>>>>>

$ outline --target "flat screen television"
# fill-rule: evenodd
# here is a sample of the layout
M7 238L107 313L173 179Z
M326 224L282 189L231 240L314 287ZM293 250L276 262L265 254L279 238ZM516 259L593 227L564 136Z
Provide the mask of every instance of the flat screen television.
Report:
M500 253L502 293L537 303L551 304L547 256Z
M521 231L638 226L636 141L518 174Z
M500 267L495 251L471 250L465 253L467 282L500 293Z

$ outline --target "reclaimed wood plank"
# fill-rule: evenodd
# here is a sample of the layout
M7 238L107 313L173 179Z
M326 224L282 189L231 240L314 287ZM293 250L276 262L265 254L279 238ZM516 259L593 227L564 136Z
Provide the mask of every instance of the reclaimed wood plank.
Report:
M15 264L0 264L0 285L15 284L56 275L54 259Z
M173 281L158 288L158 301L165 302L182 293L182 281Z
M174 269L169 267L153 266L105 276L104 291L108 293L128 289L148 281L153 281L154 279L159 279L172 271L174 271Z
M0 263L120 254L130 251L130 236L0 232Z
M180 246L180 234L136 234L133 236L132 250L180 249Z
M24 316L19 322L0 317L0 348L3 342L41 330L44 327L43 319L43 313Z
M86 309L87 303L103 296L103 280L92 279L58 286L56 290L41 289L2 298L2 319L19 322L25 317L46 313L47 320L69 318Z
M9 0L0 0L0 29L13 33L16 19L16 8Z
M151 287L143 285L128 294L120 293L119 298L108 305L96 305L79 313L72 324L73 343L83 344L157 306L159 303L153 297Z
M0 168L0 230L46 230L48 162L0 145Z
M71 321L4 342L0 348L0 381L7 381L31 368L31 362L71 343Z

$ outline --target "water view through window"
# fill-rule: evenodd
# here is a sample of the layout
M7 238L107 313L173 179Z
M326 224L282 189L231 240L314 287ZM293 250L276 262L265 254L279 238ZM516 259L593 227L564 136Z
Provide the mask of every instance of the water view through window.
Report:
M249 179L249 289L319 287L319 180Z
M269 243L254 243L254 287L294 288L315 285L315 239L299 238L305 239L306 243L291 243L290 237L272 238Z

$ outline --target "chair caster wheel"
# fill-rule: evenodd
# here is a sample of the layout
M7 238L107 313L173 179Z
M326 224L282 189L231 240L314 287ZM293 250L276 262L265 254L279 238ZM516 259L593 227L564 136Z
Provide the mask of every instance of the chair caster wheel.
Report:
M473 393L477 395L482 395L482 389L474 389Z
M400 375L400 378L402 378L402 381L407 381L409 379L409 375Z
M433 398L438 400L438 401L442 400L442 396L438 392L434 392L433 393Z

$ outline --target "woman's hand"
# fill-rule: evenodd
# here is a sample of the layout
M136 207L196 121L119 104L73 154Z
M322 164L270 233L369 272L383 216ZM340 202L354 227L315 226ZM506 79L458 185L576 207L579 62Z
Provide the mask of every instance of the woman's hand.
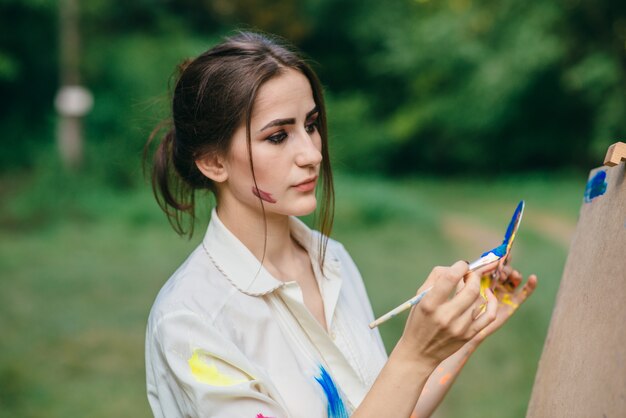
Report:
M483 289L489 286L490 281L489 276L483 277ZM517 308L533 294L537 287L537 276L531 274L526 284L520 288L519 285L522 281L523 277L519 271L514 270L511 266L504 266L500 271L500 277L494 290L495 297L498 300L496 318L472 339L472 343L479 344L500 329L511 315L515 313Z
M454 294L464 277L465 286ZM485 312L477 316L477 309L480 312L479 306L484 302L480 295L480 275L468 273L464 261L451 267L435 267L417 293L430 286L432 289L422 301L411 308L400 341L367 396L354 411L354 418L411 415L436 367L496 317L498 301L491 292L487 296ZM454 294L452 298L451 294ZM446 381L448 379L446 377ZM444 389L427 402L426 411L432 412L448 386L439 387ZM428 414L430 412L420 416Z
M450 298L463 277L465 285ZM418 293L429 286L432 290L411 309L396 347L406 359L434 368L495 320L498 301L487 292L486 310L477 317L476 308L484 302L480 276L469 273L463 261L435 267Z

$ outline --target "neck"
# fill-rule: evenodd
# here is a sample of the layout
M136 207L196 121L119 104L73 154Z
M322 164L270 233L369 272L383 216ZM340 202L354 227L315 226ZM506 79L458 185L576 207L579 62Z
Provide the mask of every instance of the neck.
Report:
M290 234L289 217L266 213L242 205L217 205L217 214L235 235L276 278L290 265L298 244ZM266 228L267 225L267 228Z

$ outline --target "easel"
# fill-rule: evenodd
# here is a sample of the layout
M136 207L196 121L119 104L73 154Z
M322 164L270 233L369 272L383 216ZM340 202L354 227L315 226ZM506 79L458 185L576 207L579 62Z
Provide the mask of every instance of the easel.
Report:
M582 204L527 417L626 417L626 143ZM601 175L604 179L604 174Z

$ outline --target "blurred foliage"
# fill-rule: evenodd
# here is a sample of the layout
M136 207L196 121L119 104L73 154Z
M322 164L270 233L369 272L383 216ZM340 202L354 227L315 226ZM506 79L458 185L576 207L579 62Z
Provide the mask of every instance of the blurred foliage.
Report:
M626 3L616 0L80 5L82 79L95 96L85 172L115 188L137 183L176 64L235 28L282 35L314 60L335 162L347 170L586 169L626 132ZM0 0L10 28L0 39L0 171L54 154L57 6Z

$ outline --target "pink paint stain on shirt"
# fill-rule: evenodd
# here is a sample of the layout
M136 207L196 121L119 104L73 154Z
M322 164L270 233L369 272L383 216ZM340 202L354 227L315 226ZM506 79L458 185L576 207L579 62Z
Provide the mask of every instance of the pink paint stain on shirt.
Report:
M273 417L266 417L263 414L257 414L256 418L273 418Z
M261 200L265 200L268 203L276 203L276 199L274 199L270 193L264 192L263 190L258 189L254 186L252 186L252 194Z

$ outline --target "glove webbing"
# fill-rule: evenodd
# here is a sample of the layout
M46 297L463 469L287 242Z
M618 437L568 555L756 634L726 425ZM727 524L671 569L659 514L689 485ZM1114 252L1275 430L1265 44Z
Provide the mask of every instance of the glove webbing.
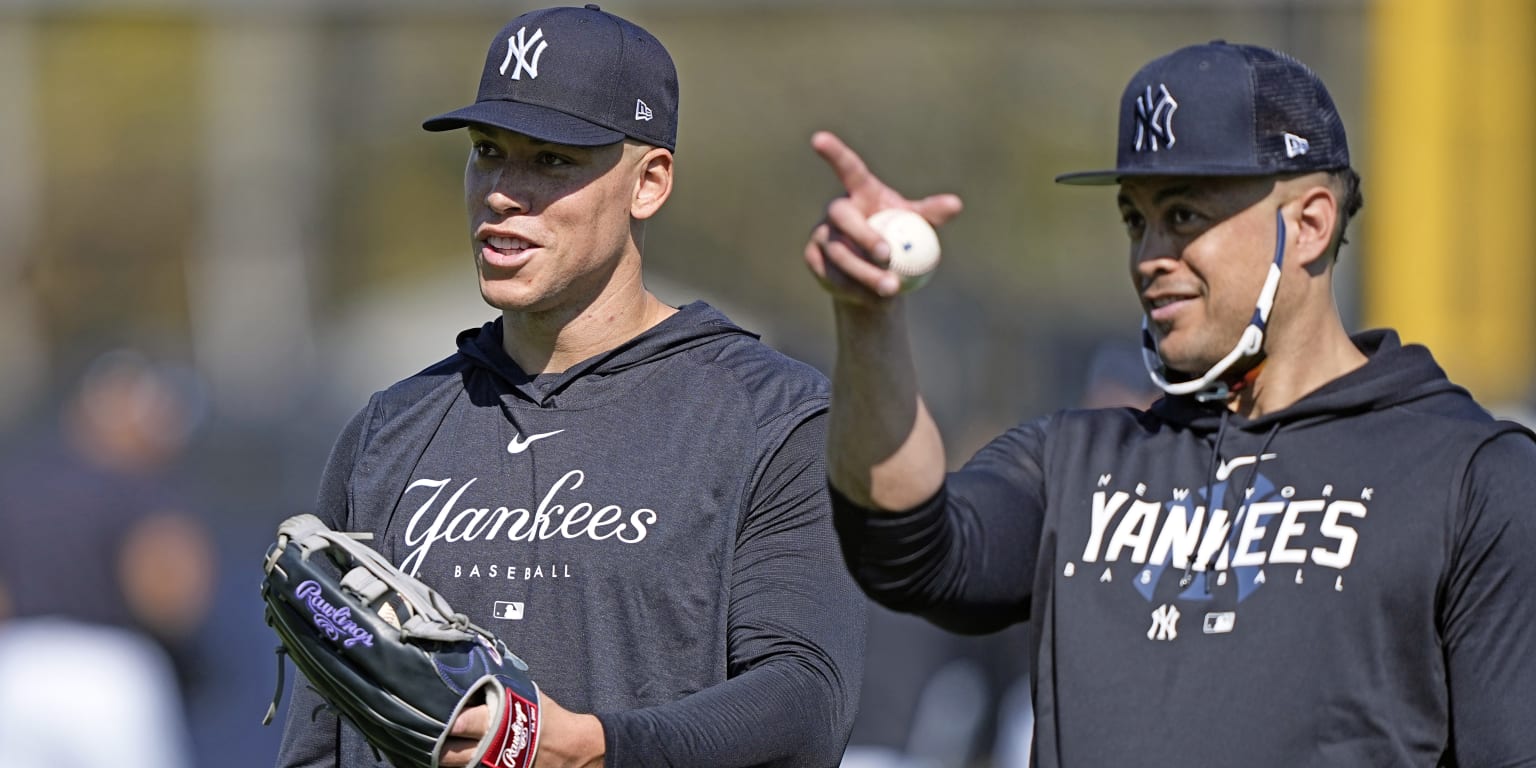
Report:
M360 541L373 538L369 533L337 533L325 527L318 518L300 515L290 518L278 529L278 546L274 550L273 557L268 560L268 570L274 564L278 554L288 543L283 541L287 536L291 542L297 543L302 556L308 559L310 555L322 549L330 549L332 559L338 561L338 565L356 565L365 569L367 575L354 576L348 573L342 579L343 586L359 585L368 592L382 594L385 589L393 590L412 609L410 618L401 622L400 637L419 638L423 640L439 640L452 643L462 640L487 640L494 637L490 632L482 629L468 616L455 612L447 604L447 601L438 593L424 589L420 582L399 578L398 571L389 564L384 556L374 551ZM345 560L345 563L341 561ZM355 571L354 571L355 573ZM379 585L384 585L381 588ZM359 591L359 594L366 593ZM373 597L366 597L369 602Z

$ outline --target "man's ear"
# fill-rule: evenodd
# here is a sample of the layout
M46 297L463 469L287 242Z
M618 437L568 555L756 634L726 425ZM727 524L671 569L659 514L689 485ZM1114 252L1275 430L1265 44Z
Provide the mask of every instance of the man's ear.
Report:
M639 173L635 176L635 194L629 202L629 215L644 220L655 216L672 195L672 152L662 147L649 147L640 156L637 166Z
M1318 264L1318 260L1333 253L1338 239L1339 200L1327 184L1319 182L1303 188L1295 204L1296 245L1286 260L1295 258L1308 270L1326 266L1326 261Z

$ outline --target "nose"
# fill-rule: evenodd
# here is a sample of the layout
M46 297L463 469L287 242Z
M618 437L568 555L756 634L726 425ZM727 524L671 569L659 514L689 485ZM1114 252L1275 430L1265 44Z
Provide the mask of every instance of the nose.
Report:
M1174 268L1179 261L1179 245L1161 227L1148 226L1141 239L1131 244L1131 271L1142 283Z
M498 215L526 213L532 208L528 190L520 183L518 174L502 168L485 181L485 207Z

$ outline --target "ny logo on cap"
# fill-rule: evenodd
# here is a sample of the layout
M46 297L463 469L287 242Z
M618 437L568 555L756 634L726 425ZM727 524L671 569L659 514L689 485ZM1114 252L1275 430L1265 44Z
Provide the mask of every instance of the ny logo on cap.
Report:
M1162 147L1171 147L1175 141L1173 137L1173 112L1179 108L1179 103L1173 100L1173 94L1168 92L1168 86L1158 85L1158 93L1154 98L1152 86L1147 86L1147 92L1136 97L1136 151L1150 149L1153 152Z
M527 27L522 27L521 29L517 30L517 37L507 38L507 58L503 59L501 62L501 73L503 75L507 73L507 66L512 63L512 57L516 56L517 66L512 70L513 80L523 79L523 70L528 71L529 80L537 78L539 76L539 57L543 56L544 49L549 47L549 43L544 42L543 29L535 30L533 37L524 40L523 33L527 31ZM533 48L534 43L538 43L539 47ZM533 48L532 60L528 58L529 48Z
M649 119L651 119L651 117L652 117L652 114L651 114L651 107L650 107L650 105L646 104L644 101L641 101L640 99L635 99L635 119L636 120L649 120Z

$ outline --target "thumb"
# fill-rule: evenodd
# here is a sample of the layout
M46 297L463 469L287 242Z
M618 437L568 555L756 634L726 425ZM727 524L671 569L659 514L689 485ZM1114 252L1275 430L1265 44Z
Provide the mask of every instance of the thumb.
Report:
M937 227L959 216L960 211L965 207L965 203L960 200L959 195L944 193L941 195L929 195L914 202L912 207L922 214L929 224Z

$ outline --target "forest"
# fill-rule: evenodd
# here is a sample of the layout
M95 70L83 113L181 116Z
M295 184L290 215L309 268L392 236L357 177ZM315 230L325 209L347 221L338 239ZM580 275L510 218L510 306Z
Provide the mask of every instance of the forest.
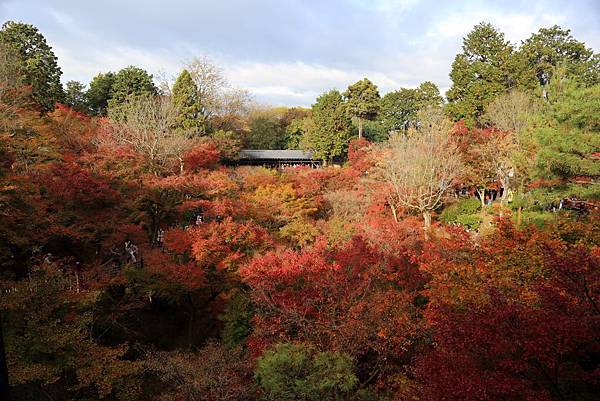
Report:
M59 65L4 23L2 400L598 399L600 55L569 29L482 22L447 93L310 108L206 57Z

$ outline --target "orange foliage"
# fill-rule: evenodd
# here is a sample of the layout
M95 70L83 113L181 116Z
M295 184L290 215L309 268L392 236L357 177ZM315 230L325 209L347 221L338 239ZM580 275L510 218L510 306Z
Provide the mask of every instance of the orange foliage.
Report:
M215 168L220 159L221 154L212 141L201 142L183 155L183 162L187 171Z

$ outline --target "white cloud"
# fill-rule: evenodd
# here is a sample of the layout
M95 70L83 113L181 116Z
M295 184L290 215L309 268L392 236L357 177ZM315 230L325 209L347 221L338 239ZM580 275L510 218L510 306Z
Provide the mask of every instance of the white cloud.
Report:
M97 8L86 2L67 7L59 1L0 0L0 13L40 28L59 58L64 81L87 83L99 72L127 65L175 76L184 60L206 54L233 86L250 90L261 102L310 105L324 91L344 90L364 77L381 93L425 80L443 92L462 37L481 21L491 22L513 43L542 26L560 24L597 49L600 31L589 1L332 0L280 2L275 9L275 0L252 7L224 0L215 4L225 6L210 8L210 21L196 25L186 23L189 12L173 11L206 11L193 0L173 0L179 7L156 1L135 15L124 13L117 0ZM230 8L244 10L236 13L243 23ZM164 25L157 24L160 18Z
M154 74L159 71L175 73L181 68L178 56L169 51L147 52L112 46L110 50L96 49L83 56L62 46L55 45L53 49L64 72L63 81L74 79L86 83L100 72L118 71L128 65L144 68Z
M400 71L342 70L318 64L293 63L232 63L224 69L234 86L248 88L258 96L269 99L290 99L298 105L309 105L330 89L343 91L362 78L368 77L380 91L388 92L402 86L409 75Z
M519 14L501 13L484 10L471 10L455 12L447 15L434 24L427 36L430 38L462 38L466 36L473 26L486 21L504 32L506 38L512 43L521 43L541 27L561 24L564 16L554 14Z

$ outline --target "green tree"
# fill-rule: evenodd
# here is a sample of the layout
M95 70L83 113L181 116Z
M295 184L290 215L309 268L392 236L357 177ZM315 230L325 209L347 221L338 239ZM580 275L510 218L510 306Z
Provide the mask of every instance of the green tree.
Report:
M515 85L516 61L504 34L485 22L463 39L462 49L452 63L447 111L472 126L496 96Z
M364 120L373 120L380 109L380 96L377 86L367 78L348 87L344 92L347 111L358 119L358 137L362 138Z
M550 90L551 104L533 129L538 148L535 175L565 181L600 176L600 84L585 87L574 78L555 76Z
M419 111L427 107L440 107L444 103L444 98L440 95L440 89L431 81L423 82L416 91Z
M423 82L416 89L400 88L381 99L381 123L388 132L414 127L419 111L440 107L443 102L433 82Z
M88 107L92 114L97 116L106 115L114 83L115 74L110 71L106 74L98 74L92 79L87 91Z
M285 129L287 138L287 149L300 149L304 134L310 130L314 121L310 117L299 118L292 122Z
M285 134L274 116L259 115L250 123L246 146L250 149L282 149L287 143Z
M350 399L358 384L349 356L317 352L302 344L279 344L257 362L256 381L265 400Z
M171 96L179 110L177 130L187 135L205 134L206 124L204 116L200 114L198 87L188 70L184 69L177 77Z
M24 68L17 52L0 43L0 128L19 125L18 110L30 100Z
M523 42L519 53L525 62L523 82L530 89L538 83L546 85L558 66L582 83L600 82L597 55L585 43L573 38L569 29L558 25L541 28L531 35Z
M305 126L301 147L312 150L315 157L324 161L344 155L352 135L352 121L342 94L331 90L319 96L312 106L311 120Z
M43 111L53 110L63 98L62 71L44 36L33 25L8 21L0 30L0 42L19 54L33 99Z
M156 93L157 89L152 82L152 75L141 68L130 65L115 75L108 105L112 107L121 104L131 95L155 95Z
M234 292L219 317L224 323L221 332L223 344L229 348L242 345L252 331L253 316L254 310L248 295L241 291Z
M65 104L81 113L88 112L85 85L79 81L69 81L65 84Z
M406 129L415 121L418 111L415 89L401 88L386 93L381 99L381 121L388 132Z

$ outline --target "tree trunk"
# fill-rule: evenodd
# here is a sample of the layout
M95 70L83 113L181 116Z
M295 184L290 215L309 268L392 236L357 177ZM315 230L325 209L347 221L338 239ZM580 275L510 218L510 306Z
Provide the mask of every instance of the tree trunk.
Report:
M179 158L179 174L183 174L183 159Z
M500 202L502 202L503 205L506 204L506 199L508 198L508 180L508 177L504 177L500 180L500 184L502 184L502 198L500 199Z
M396 207L390 203L390 209L392 209L392 215L394 216L394 221L397 223L398 222L398 213L396 212Z
M481 201L481 208L483 209L485 207L485 188L478 189L477 195L479 195L479 200Z
M521 221L523 220L523 207L519 206L517 209L517 227L521 227Z
M423 212L423 223L425 225L425 231L429 232L431 230L431 212L428 210Z
M0 399L10 401L10 385L8 383L8 367L4 351L4 336L2 334L2 312L0 311Z
M358 138L362 138L363 134L363 119L358 117Z

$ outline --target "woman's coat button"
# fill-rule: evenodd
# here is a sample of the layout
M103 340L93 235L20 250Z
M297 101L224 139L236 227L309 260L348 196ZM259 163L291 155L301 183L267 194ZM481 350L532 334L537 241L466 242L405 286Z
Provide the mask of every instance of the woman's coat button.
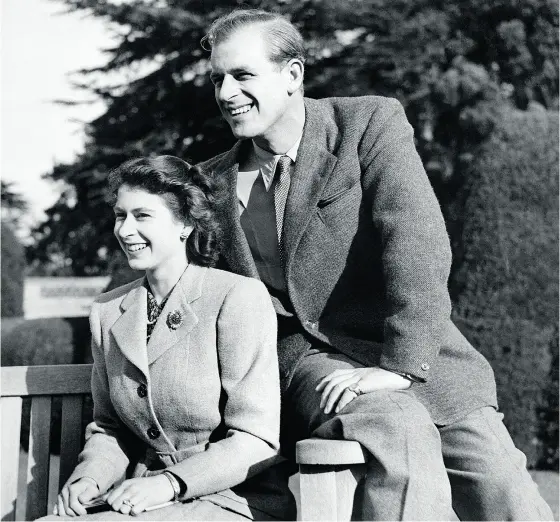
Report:
M148 395L148 388L145 384L141 384L140 386L138 386L136 392L138 393L138 397L143 399L144 397L146 397L146 395Z
M159 430L152 426L151 428L148 428L148 437L150 437L150 439L157 439L160 436L160 432Z

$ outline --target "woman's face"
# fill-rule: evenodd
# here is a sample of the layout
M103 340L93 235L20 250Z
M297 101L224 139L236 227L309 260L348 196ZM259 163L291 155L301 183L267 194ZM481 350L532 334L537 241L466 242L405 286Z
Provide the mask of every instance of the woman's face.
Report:
M173 215L162 196L122 185L114 211L114 233L131 268L154 271L175 262L185 263L181 233L191 228Z

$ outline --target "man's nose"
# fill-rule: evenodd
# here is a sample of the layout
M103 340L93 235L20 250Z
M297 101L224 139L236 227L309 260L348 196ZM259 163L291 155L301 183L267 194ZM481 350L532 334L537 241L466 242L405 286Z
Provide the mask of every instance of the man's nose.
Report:
M239 86L233 76L226 74L220 85L219 98L220 101L231 100L239 92Z

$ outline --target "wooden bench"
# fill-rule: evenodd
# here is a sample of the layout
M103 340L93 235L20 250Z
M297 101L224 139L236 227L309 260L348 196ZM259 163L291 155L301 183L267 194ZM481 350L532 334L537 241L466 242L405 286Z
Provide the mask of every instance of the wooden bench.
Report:
M90 364L1 368L1 518L34 520L50 512L60 485L77 462L83 443L84 399ZM50 451L53 398L62 401L60 468ZM26 483L18 488L23 399L31 401ZM298 520L350 520L356 485L365 469L357 442L307 439L298 442ZM19 490L18 490L19 489Z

<<<<<

**REQUIREMENT:** Which lines above include the string "screen"? Show them.

**RESPONSE TO THIS TASK:**
$ outline --target "flat screen television"
Provide the mask of every instance of the flat screen television.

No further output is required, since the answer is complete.